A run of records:
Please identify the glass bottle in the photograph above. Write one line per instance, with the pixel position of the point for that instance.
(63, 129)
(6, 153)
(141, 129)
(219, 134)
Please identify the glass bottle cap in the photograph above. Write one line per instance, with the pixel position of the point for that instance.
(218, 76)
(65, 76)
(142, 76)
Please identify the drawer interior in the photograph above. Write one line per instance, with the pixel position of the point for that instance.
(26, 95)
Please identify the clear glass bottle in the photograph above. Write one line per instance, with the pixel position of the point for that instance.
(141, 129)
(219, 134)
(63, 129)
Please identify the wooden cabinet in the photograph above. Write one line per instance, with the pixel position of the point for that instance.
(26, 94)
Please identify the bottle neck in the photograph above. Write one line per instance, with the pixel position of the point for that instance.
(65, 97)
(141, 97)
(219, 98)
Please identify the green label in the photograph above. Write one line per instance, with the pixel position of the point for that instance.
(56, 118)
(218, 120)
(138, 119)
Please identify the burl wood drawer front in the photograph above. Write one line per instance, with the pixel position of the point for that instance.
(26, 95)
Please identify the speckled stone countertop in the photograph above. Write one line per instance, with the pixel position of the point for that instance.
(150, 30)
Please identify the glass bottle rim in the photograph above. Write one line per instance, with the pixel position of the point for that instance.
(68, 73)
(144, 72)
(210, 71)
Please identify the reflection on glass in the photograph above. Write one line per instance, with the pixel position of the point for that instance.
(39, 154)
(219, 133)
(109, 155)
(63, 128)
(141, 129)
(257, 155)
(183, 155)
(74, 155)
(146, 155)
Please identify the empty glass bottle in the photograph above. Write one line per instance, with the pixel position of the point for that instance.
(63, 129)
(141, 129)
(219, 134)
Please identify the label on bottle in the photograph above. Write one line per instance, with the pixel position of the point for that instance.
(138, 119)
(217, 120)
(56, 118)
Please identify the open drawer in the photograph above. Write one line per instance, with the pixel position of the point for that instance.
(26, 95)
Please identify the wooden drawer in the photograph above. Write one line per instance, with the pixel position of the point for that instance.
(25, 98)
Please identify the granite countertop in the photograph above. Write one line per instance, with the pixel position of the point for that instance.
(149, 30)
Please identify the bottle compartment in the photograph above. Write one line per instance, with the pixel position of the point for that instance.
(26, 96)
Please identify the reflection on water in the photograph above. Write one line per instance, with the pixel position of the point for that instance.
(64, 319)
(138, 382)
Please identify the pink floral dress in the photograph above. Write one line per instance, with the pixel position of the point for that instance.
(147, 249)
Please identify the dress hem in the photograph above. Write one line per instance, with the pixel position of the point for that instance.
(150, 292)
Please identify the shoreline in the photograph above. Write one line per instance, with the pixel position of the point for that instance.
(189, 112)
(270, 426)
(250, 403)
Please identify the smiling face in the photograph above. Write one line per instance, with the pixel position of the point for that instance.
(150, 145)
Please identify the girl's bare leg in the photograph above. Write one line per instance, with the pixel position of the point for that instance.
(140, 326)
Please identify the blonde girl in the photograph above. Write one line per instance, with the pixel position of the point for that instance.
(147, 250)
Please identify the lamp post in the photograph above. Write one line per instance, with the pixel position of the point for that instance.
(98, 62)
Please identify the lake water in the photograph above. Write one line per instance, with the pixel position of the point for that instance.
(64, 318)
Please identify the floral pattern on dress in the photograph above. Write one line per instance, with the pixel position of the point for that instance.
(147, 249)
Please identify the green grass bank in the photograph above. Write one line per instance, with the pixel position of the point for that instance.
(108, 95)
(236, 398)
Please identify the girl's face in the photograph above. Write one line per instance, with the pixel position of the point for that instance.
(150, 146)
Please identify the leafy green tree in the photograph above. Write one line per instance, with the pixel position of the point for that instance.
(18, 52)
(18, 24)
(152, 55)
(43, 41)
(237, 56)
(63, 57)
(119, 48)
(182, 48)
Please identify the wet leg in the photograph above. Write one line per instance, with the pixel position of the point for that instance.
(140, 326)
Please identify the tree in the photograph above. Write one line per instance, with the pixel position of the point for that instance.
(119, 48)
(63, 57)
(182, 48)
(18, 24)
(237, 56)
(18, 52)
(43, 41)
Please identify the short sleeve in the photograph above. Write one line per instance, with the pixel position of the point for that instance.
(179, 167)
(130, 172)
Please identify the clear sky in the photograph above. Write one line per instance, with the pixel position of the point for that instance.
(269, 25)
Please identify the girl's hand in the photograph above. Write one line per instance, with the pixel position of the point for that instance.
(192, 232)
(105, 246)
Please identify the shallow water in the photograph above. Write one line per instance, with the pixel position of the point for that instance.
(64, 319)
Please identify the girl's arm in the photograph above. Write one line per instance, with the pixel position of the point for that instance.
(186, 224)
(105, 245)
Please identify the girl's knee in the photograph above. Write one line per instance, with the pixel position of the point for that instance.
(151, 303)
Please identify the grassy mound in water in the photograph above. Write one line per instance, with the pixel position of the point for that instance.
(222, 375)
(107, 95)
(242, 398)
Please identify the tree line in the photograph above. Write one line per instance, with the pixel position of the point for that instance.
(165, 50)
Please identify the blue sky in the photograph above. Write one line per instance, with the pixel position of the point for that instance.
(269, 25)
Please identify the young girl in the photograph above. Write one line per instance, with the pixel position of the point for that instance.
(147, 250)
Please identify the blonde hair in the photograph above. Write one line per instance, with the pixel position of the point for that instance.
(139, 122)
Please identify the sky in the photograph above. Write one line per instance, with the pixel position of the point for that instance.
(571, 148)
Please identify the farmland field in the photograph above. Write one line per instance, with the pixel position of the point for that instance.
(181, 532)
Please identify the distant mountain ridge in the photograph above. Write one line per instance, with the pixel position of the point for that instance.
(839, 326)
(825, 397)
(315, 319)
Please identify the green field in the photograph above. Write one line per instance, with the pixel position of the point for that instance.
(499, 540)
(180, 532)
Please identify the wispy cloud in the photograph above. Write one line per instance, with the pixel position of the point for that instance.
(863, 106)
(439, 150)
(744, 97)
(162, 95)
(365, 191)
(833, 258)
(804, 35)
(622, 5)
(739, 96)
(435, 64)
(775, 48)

== Exercise objective ==
Print the listing above in its entirety, with every line exact.

== Response to the exercise ==
Please identify the glass bottle in the photograph above. Write one line per instance, with the pixel position of the point for that instance.
(63, 129)
(6, 153)
(141, 129)
(219, 134)
Please identify the glass bottle cap in the photograph above. Write one line per instance, with the pixel position of the point for that instance.
(218, 76)
(65, 76)
(142, 76)
Please identify the drawer interior in the photograph above. Write one line per instance, with the pixel position of the point for that instance.
(26, 95)
Please identify the clear glass bottle in the photograph above. Write one line per instance, with the pixel position of the point for that instance.
(141, 129)
(219, 134)
(63, 129)
Please identify the wooden cabinet in the photograph above. Write one line per instance, with the pixel position of the point for that instance.
(26, 94)
Please identify the bottle neck in the photograph above. Write one line per instance, with the pixel position of the point for that instance.
(65, 97)
(141, 97)
(219, 98)
Please identify the green label in the photograph above. Write one line per instance, with the pixel position of the point for that instance.
(56, 118)
(218, 120)
(138, 119)
Please identify the burl wood drawer front in the photograph above. Write one line per instance, with the pixel position of the point for that instance.
(26, 95)
Please identify the speckled stone countertop in the photograph above. Write one line per instance, with the pixel position of the point for that instance.
(150, 30)
Please identify the glass bottle rim in the photograph above. Write one line per instance, with the pixel position of the point for that instance.
(68, 73)
(144, 72)
(210, 71)
Please identify the reflection on glass in the photograph above. Write one line per instance, with the pixel position of the point for that instance.
(39, 154)
(219, 133)
(109, 155)
(63, 128)
(141, 129)
(257, 155)
(183, 155)
(74, 155)
(146, 155)
Please identify the empty glass bottle in the photograph above. Write one line per instance, with the pixel position of the point for that instance.
(63, 129)
(141, 129)
(219, 134)
Please identify the label on bottle in the photograph above. Write one line per instance, with the pixel position of the point for that instance.
(138, 119)
(217, 120)
(56, 118)
Please identify the open drawer in the photograph above. Write one line per instance, with the pixel position of the point for that instance.
(26, 95)
Please identify the wooden drawer in the photograph above. Write one line per instance, with the pixel position of the point for that instance.
(25, 98)
Please identify the granite countertop in the photograph above. Write one line per instance, with the pixel position of the point for that instance.
(149, 30)
Please identify the bottle compartment in the photograph above. Write one line per instance, with the pixel position of the point for that instance.
(26, 96)
Please identify the reflection on water in the photograph above. Write one line per instance, with the pixel position of the point for that instance.
(64, 319)
(138, 382)
Please identify the pink floral dress in the photograph above. Write one line per instance, with the pixel position of the point for that instance.
(147, 249)
Please identify the dress hem in the photograph above. Write one line per instance, with the pixel position of the point for that instance.
(150, 292)
Please identify the shoreline in the photograph above. Write one line per instance, with the pixel position of the point for that instance.
(189, 112)
(270, 426)
(250, 403)
Please identify the smiling face in the photograph above. Write one line per instance, with the pixel position of the point for that instance.
(150, 145)
Please identify the girl's bare leg in the photograph above. Write one line per instance, with the pixel position of the point for that instance.
(140, 326)
Please identify the blonde girl in the photograph above. Write one line per instance, with the pixel position of the point for that instance.
(147, 250)
Please identify the lamp post in the photograph above. Write one line per instance, with the pixel position of the point for that instance.
(98, 62)
Please identify the lake water in the photograph above. Write one line per instance, with the pixel position of the point for that instance.
(64, 318)
Please identify the floral pattern on dress in the photograph above. Write one line per instance, with the pixel position of the point for that instance.
(147, 249)
Please identify the green grass bank in the photograph above. Write one line per instance, with the pixel position of the point for that instance.
(108, 95)
(236, 398)
Please identify the girl's face in the photograph above. Write one line per instance, with the pixel position of the point for that instance.
(150, 146)
Please identify the leafy green tree in the photograph above. Write one line per instance, with the pixel position of the point for that instance.
(18, 52)
(18, 24)
(152, 55)
(43, 41)
(237, 56)
(63, 57)
(119, 48)
(182, 48)
Please identify the wet leg in the photograph above. Write one line per instance, with the pixel position of the point for that instance.
(140, 326)
Please identify the tree in the photograph above. Write one line per instance, with the pixel position of the point for that instance.
(119, 48)
(63, 57)
(182, 48)
(18, 24)
(237, 56)
(18, 52)
(43, 41)
Please identify the short sleeve in the photograph above. Write one line per instance, with the pixel position of the point for that instance.
(179, 167)
(130, 172)
Please identify the clear sky in the photograph above. Write one line per instance, with the pixel position of the point for that instance.
(269, 25)
Please identify the girl's hand in the photograph above. Write one line per instance, with the pixel position of the point for that instance.
(192, 232)
(105, 246)
Please identify the shallow water in the photograph above. Write one line per instance, with the pixel position of the point for that instance.
(64, 319)
Please identify the girl's arm in the photograph above. Write one line per instance, with the pixel position of the point for that instance.
(186, 224)
(105, 245)
Please identify the girl's knee in the photograph above. Write one line per instance, with the pixel position of the point for that instance.
(151, 303)
Please identify the grassy mound in water in the photograph above. Write one line per instance, with the pixel position of the point for that instance.
(222, 375)
(107, 95)
(242, 398)
Please identify the tree line in the photograph above. Write one line per instance, with the pixel position of the point for that instance.
(165, 50)
Please identify the blue sky in the photograph above. Write one line per instance, with the pixel position of the point for that instance.
(269, 25)
Please identify the young girl in the photograph above. Write one line per instance, with the pixel position of the point for that instance.
(147, 250)
Please identify the blonde hair in the photograph above. Write one line per instance, with the pixel position of the point for that instance.
(139, 122)
Please identify the sky in the photograph above. Write one line per instance, with the pixel position of the point for that instance.
(571, 148)
Please identify the farmland field in the photograph above. Write one line per instance, with the pixel position of the point for that instance.
(181, 532)
Please identify the distant mountain ridge in the photograph above. Write one line per instance, with the pixel position of the point for that instance.
(839, 326)
(825, 397)
(315, 319)
Please identify the green field in the photograph above. Write one line per instance, with the pixel position of the point for that instance.
(499, 540)
(180, 532)
Please identify the wispy cloud in the photograph above. Write one line per instance, with the pixel position of the point for that instance.
(863, 106)
(439, 150)
(744, 97)
(162, 95)
(365, 191)
(833, 258)
(804, 35)
(622, 5)
(739, 96)
(435, 64)
(775, 48)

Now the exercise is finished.